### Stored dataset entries

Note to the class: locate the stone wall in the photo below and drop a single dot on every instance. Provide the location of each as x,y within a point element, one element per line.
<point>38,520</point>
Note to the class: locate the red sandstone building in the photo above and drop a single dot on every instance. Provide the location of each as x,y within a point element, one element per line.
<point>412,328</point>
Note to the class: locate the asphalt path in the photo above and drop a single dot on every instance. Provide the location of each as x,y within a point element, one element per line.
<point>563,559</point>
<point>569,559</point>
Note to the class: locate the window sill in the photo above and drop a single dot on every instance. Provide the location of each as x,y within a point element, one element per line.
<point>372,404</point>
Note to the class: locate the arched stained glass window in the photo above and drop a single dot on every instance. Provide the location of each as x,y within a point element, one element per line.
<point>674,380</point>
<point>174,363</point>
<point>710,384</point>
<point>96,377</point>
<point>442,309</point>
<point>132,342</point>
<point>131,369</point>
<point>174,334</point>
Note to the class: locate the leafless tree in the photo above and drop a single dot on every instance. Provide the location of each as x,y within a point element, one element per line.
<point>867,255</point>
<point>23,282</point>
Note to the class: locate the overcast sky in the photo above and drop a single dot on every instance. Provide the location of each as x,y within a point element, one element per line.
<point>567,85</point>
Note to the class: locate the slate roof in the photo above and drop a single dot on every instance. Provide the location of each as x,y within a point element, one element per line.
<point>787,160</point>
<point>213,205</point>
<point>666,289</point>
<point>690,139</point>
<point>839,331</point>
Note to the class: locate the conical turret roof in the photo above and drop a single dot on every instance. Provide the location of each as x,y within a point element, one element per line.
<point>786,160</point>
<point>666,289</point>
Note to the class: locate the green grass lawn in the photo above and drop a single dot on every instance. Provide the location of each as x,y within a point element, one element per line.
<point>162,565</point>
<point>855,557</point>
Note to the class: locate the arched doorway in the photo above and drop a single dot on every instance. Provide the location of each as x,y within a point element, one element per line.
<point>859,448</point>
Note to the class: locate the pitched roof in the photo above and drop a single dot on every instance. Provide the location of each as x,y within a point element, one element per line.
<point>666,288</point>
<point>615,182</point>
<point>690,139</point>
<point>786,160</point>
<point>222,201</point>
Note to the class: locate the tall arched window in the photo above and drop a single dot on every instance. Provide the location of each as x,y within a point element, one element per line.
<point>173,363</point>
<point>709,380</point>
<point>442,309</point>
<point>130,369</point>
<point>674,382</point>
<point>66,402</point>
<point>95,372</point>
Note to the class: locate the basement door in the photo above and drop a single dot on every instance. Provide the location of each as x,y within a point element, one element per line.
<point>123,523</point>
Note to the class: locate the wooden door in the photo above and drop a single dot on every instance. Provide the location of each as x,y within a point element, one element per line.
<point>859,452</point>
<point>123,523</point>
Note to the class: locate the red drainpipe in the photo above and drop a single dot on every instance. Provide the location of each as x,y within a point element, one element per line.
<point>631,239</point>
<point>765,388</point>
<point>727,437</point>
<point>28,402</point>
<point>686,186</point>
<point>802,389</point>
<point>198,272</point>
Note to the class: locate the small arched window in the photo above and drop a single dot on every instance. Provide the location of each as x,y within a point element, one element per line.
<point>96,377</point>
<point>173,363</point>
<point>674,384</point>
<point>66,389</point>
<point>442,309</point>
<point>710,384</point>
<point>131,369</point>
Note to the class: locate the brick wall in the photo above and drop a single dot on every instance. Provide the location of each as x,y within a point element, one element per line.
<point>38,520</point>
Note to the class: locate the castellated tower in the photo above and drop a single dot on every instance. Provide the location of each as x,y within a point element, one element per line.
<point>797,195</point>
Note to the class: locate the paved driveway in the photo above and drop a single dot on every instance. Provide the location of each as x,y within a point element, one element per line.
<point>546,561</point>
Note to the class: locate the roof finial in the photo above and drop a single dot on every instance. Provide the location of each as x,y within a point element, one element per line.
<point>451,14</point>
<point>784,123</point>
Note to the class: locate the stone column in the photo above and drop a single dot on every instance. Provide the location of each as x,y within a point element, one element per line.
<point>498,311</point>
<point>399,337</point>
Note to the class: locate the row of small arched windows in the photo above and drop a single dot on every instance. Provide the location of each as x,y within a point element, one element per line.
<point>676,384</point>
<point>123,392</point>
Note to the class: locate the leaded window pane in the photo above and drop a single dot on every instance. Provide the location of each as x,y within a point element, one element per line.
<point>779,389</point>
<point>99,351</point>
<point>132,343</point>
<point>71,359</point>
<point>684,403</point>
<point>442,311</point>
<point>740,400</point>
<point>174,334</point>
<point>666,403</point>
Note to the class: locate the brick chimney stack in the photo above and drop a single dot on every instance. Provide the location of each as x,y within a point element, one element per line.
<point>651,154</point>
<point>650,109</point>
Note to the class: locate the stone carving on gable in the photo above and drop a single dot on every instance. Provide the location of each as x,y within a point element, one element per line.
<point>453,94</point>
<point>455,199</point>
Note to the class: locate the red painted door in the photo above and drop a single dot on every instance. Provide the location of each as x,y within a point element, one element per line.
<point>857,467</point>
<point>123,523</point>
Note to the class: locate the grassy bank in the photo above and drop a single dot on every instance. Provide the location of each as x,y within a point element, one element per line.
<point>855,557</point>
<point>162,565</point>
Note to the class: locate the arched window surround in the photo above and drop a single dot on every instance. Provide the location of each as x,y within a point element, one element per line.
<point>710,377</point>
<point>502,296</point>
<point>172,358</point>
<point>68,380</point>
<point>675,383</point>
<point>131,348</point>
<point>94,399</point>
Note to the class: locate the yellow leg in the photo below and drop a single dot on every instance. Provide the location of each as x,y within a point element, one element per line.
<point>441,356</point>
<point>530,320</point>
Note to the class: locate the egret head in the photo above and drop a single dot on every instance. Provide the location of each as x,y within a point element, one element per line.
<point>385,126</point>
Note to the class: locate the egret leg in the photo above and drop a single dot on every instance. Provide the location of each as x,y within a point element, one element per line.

### What you need to do
Transcribe all of the entries above word for word, changing nothing.

### Complete response
Note to the class: locate the stone wall in the photo below and drop a single dot on every instance. Provide the location of each as x,y within a point element, one element per line.
<point>38,520</point>
Note to the class: locate the red sandstone building in the photo above and drop a single dot on every instance. Provide the location of each as x,y within a point element, one element per line.
<point>412,328</point>
Note to the class: locate the asphalt path in the photo above and drop a single dot on every instance. Provide the location of each as x,y within a point element, one element per line.
<point>563,559</point>
<point>569,559</point>
Note to the class: locate the window sill in the photo above and drop a single dot on every instance. Provide the location of each as x,y within a point element, one element per line.
<point>372,404</point>
Note to the class: locate the arched stained glass window in the photo above and drop a single dot on every instance. Provide the location of each as x,y within a point element, one element per line.
<point>674,380</point>
<point>174,363</point>
<point>710,384</point>
<point>96,377</point>
<point>442,309</point>
<point>132,342</point>
<point>131,369</point>
<point>174,334</point>
Note to the class: locate the leafless tree in the photo above and drop a single dot on every instance. Provide the location of each as x,y within a point element, one element per line.
<point>867,255</point>
<point>23,282</point>
Note to the class: locate the overcast sky in the photo above and drop a single dot on every instance. Provide the location of each as x,y within a point element, one element per line.
<point>567,85</point>
Note to the class: locate the slate roof in the photo above and drop a single dot on every instance. Provide the location of each as x,y within a point element, one element per line.
<point>787,160</point>
<point>213,205</point>
<point>666,289</point>
<point>690,139</point>
<point>839,331</point>
Note to the class: locate the conical turret roof in the photo above and drop a single dot on every instance. Provide the location of each as x,y within a point element, one element per line.
<point>786,160</point>
<point>666,289</point>
Note to the class: locate the green grass lawn in the photo above and drop a single dot on every instance. Provide the location of each as x,y within a point element, one element per line.
<point>162,565</point>
<point>855,557</point>
Note to the class: locate the arched doorway in the photo above and drop a single dot on every instance. Provide the location of each as x,y within a point element, one element per line.
<point>859,448</point>
Note to the class: locate the pitched roof in the photo above and drop a single dot on every instance. Provide the location of each as x,y within a point element, one element per line.
<point>666,288</point>
<point>615,182</point>
<point>690,139</point>
<point>786,160</point>
<point>222,201</point>
Note to the class: locate the tall arched window in the photo above and drop a single dot on every instance. Provide the location of each as x,y within a point element, one element per line.
<point>173,363</point>
<point>709,380</point>
<point>442,309</point>
<point>130,369</point>
<point>674,382</point>
<point>66,402</point>
<point>95,372</point>
Note to the class: locate the basement door in the photo above and drop a single dot on every instance. Provide the location of each as x,y within a point element, one element per line.
<point>123,523</point>
Note to the class: locate the wooden door in the photo above and drop a single dot on every instance. Provide the location of each as x,y within a point element, one element per line.
<point>859,452</point>
<point>123,523</point>
Note to the class: locate the red drainpipe in the photo above and drop a single dot on every instance. Provide the location of each as x,y within a point element, one element per line.
<point>631,239</point>
<point>765,388</point>
<point>727,437</point>
<point>28,402</point>
<point>686,186</point>
<point>802,389</point>
<point>198,272</point>
Note to the class: locate the small arched window in the photo above and drop a single dot on every instance. Provide the location of each as x,y within a point element, one element per line.
<point>96,377</point>
<point>173,363</point>
<point>674,384</point>
<point>66,389</point>
<point>442,309</point>
<point>710,384</point>
<point>131,369</point>
Note to the class: locate the brick wall in the photo above and drop a single dot on every instance. Provide the location of each as x,y within a point element, one element per line.
<point>38,520</point>
Note to the class: locate the castellated tower in the photo above and drop a single dot on every instance. Provide the location of each as x,y within a point element, one element per line.
<point>797,195</point>
Note to the class: locate the paved driveway in the photo above and drop a single dot on every instance. Provide the location of each as x,y within a point element, one element per line.
<point>546,561</point>
Note to the class: locate the roof finial in the photo above and drop a single dot on every instance. Provide the location of each as x,y within a point element, one element per line.
<point>451,14</point>
<point>784,123</point>
Note to the class: locate the stone column in the photo above and drop a single dot on every instance. Provide the location of each as x,y within a point element, one element per line.
<point>498,311</point>
<point>399,337</point>
Note to the class: locate the row of small arched windows in the photo above and drop a single dot on every instance. Provide the location of each as x,y within a point element, one element per line.
<point>676,384</point>
<point>123,392</point>
Note to the class: locate the leaded window pane in the photo above and drop a single dot on every instance. Provide the location of each as x,y within a point element, one element per line.
<point>779,389</point>
<point>99,351</point>
<point>132,343</point>
<point>71,359</point>
<point>684,403</point>
<point>442,311</point>
<point>740,400</point>
<point>174,334</point>
<point>666,403</point>
Note to the class: locate the brick chimney stack in the photo above and drop a single dot on every instance. Provide the location of each as x,y within a point element, one element per line.
<point>651,154</point>
<point>650,109</point>
Note to the class: locate the stone carving on gable in the photo above and drop a single dot on every instance. Provide the location of each as x,y within a point element, one element per line.
<point>453,94</point>
<point>455,199</point>
Note to the class: locate the red painted door in the photo above and drop a single dot on every instance. Provide the location of each as x,y within a point element, one element per line.
<point>857,467</point>
<point>123,523</point>
Note to the class: locate the grassy bank in the photo above and drop a single dot on every instance. Provide the location of each as x,y within a point element, one element per line.
<point>855,557</point>
<point>162,565</point>
Note to the class: locate the arched window surround in the photo above and drop a single dot on every instance. Provide the location of each as x,y within a point element, one element per line.
<point>710,377</point>
<point>502,296</point>
<point>172,358</point>
<point>68,380</point>
<point>675,383</point>
<point>131,348</point>
<point>94,399</point>
Note to the class: locate the yellow leg in the photo below and drop a single dot on every instance. Provide the location of each as x,y within a point element, one element per line.
<point>441,356</point>
<point>530,320</point>
Note to the class: locate the egret head in the photo above and drop a single dot on every instance. Provide the location of each as x,y within a point element, one element per line.
<point>385,126</point>
Note to the class: locate the egret leg in the photo above and drop a single dot on every instance. Provide the location of each as x,y within a point element, one element per line.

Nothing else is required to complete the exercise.